**Description of the task**
The task requires restating, word for word, the lines of the entries below from the one containing "Each point like <point>19,126</point>." through the final one, both included.

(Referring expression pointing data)
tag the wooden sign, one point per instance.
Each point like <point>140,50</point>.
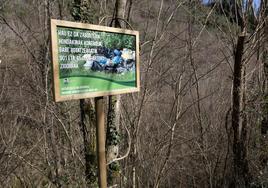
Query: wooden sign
<point>92,60</point>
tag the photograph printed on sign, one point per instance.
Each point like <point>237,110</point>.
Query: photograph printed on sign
<point>95,61</point>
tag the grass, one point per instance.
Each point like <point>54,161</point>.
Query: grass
<point>96,82</point>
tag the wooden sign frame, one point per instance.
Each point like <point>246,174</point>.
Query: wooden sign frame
<point>92,28</point>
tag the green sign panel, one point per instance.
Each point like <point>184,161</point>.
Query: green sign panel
<point>91,60</point>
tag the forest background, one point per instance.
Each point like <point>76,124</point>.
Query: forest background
<point>200,119</point>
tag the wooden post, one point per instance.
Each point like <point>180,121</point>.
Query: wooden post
<point>101,142</point>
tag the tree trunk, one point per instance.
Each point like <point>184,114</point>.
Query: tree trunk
<point>241,176</point>
<point>79,12</point>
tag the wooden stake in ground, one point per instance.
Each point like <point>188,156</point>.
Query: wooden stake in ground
<point>99,106</point>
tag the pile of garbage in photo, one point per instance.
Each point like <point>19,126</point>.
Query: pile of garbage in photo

**Task solution**
Each point like <point>19,126</point>.
Query: pile of garbage in photo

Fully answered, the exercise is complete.